#### [Set task]
List every line in the entries below that contains the word "would", treating uppercase and lowercase as different.

* Start Information given *

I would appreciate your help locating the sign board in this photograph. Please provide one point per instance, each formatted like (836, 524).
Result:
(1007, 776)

* End Information given *
* Start Information given *

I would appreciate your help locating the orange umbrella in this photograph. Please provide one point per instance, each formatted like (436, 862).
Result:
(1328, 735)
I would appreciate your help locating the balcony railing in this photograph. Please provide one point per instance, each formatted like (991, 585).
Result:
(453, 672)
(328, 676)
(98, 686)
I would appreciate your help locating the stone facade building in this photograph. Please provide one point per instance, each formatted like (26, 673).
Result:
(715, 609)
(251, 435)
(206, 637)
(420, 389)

* End Information given *

#### [Result]
I would appreciate your help locating the sign board in this photograph. Please provide one point per instance, each formatted like (836, 524).
I would appreciate your help locating the orange umbrella in this photograph. Please provide one point per instance, each formatted like (436, 862).
I would appreciate your help locating the balcony railing in this photograph. Please provide one point per instance, each formatted like (991, 585).
I would appreciate your help locating the stone facade building in this photograph. Please provide one point per instance, each formatted like (26, 673).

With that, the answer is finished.